**Selected extract**
He toiled through July and August, even putting in a marathon forty-eight-hour session to finish the album on time. Eddie recalled dozing off in the studio as my father polished and perfected a song. Curtis would then shake him awake and ask, “What do you think, Tom? What do you think we should do with this?” Eddie would answer with something like “Well, we should bring the horns down a little bit here,” and then fall back asleep as Curtis kept working.

Curtis
came out in September, just weeks after Dad performed his final concert with the Impressions at Chicago's High Chaparral. It marked a bright moment for him, but it came amid more darkness. Days later, Hendrix choked to death on his own vomit. Saddened by the loss, my father connected himself to Hendrix in clearer terms than ever before. “There were movements sometimes that he brought to his music that would make you immediately think of [me], where he actually does a little falsetto with his voice and makes a few Curtis Mayfield chord structures,” he said. “Every once in a while I have a need to hear that, Jimi and Buddy Miles and Billy Cox, just those three musicians lock in so well.”

That was high praise coming from a man who rarely listened to his contemporaries. There was little time to mourn Hendrix, though. A month later, Janis Joplin overdosed on heroin and Baby Huey fell dead of a drug-related heart attack in a Chicago motel room. Times were strange, dark, deadly.
Curtis
captured it all.

No one could have been prepared for the album except my father and those who helped him make it. It starts with the sinister opening strains of “(Don't Worry) If There's a Hell Below, We're All Going to Go.” Lucky's bass growls menacingly as a woman exhorts the book of
Revelation, and my father, with a heavily processed voice, shouts, “Sisters! Niggers! Whities! Jews! Crackers! Don't worry. If there's hell below, we're all gonna go.” Then, he lets out a demonic howl as Slabo's horns and Hampton's strings ride atop the bass, drums, guitars, and percussion, laying down a wicked backdrop for some quasi-apocalyptic soothsaying. While Sly Stone had recorded a song that said “nigger” several years before, “Hell Below” was among the first mainstream recordings to use the word, setting the scene for both the unflinching honesty of my father's solo career and the hip-hop age it helped spawn.

As the song progresses, my father's obsession with producing different sounds in the studio—assisted by his newfound love for weed—takes off like a V-2 rocket, with trippy guitar and vocal effects that sweep across the sonic field, sounding like the haunted hangovers of a nightmare. The drilling bass, the urgent string arrangement, the pounding rhythm section, and the fuzz guitar intertwine in cascading crescendos. Curtis didn't just have his finger on the pulse of the new decade; he was in the bloodstream.

[Records in a dataset]
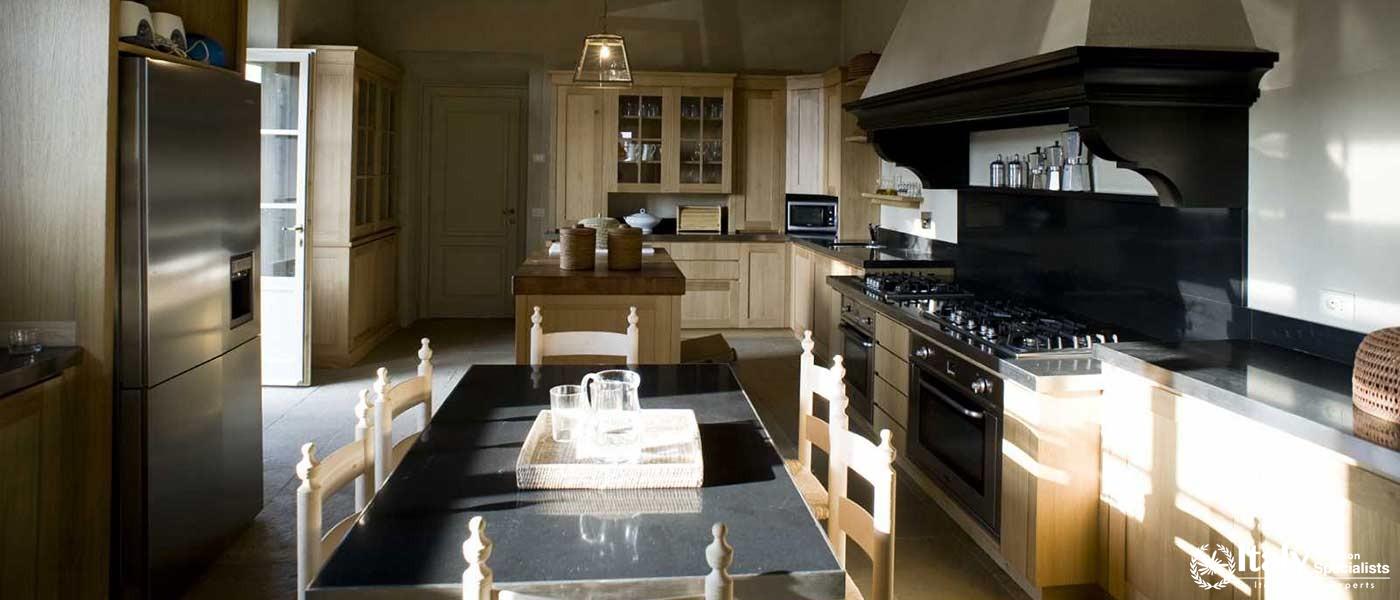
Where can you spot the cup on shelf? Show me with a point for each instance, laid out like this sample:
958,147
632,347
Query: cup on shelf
24,340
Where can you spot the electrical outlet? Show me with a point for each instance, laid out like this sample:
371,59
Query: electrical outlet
1339,305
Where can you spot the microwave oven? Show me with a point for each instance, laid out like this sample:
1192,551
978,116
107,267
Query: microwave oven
811,216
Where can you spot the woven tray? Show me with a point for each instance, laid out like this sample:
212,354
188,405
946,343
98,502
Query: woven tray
669,458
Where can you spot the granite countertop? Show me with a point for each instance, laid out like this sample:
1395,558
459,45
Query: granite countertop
940,255
1292,392
541,274
23,371
410,537
1045,375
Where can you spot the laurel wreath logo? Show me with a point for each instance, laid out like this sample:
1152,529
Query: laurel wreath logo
1200,571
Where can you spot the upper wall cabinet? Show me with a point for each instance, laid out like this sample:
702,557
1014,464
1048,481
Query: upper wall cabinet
667,133
353,144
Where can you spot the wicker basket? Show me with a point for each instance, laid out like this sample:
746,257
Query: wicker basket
1375,382
576,248
625,249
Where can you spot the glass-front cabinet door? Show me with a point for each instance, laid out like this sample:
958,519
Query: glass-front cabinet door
669,139
704,141
640,144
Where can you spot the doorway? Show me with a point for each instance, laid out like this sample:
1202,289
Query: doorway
473,193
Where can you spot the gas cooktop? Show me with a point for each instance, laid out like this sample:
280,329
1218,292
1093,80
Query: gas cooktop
998,326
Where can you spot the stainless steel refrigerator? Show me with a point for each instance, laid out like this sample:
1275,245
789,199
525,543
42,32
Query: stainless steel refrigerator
188,409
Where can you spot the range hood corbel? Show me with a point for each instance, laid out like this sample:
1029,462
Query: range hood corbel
1176,116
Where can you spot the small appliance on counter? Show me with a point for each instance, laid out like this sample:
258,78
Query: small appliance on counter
699,218
812,216
643,220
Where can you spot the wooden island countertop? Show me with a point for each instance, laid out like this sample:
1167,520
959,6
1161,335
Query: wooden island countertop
541,276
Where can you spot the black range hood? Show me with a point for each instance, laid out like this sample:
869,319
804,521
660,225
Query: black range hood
1176,116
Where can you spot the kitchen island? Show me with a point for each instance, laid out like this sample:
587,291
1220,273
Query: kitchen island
598,301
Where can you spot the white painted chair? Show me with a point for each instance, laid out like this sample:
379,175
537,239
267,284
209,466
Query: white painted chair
872,532
319,480
392,400
584,343
811,430
478,578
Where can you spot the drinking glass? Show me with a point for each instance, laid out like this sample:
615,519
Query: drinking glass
616,413
569,411
24,340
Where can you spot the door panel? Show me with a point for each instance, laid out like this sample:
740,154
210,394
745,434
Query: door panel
473,197
284,76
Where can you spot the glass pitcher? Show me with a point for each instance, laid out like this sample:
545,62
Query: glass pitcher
616,411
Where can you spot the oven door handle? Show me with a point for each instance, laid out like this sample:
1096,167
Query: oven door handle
860,334
954,404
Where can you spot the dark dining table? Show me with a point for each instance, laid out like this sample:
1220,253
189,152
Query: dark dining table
583,543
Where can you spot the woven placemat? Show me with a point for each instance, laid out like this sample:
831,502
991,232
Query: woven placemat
1375,379
668,458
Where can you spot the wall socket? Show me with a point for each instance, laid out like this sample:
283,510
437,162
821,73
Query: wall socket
1339,305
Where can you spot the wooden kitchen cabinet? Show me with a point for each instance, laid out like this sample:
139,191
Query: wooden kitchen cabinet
765,276
580,188
45,495
353,203
356,300
801,293
805,134
759,200
1179,473
353,146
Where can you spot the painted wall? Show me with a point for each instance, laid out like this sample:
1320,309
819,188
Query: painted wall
1325,155
717,35
942,38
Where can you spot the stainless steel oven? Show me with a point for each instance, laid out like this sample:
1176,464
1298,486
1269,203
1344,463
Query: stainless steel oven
811,216
955,428
858,355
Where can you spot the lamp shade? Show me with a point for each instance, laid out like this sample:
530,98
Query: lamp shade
604,62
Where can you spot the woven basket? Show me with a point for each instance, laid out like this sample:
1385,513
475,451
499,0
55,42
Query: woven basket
1375,382
625,249
576,248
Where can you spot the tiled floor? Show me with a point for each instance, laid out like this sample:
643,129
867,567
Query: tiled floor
933,557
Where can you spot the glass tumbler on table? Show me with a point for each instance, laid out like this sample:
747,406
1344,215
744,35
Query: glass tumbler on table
616,411
569,411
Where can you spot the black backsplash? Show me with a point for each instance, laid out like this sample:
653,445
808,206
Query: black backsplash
1165,273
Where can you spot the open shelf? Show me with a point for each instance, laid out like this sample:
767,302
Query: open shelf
154,53
902,202
1103,196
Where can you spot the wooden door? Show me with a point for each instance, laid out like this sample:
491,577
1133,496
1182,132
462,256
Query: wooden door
473,195
765,270
580,154
801,293
759,120
805,141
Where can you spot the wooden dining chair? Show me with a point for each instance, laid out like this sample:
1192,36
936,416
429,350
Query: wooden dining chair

**What the task asks**
According to the excerpt about the album Curtis, where did Curtis give his final concert with the Impressions?

**Reply to the task**
At Chicago's High Chaparral.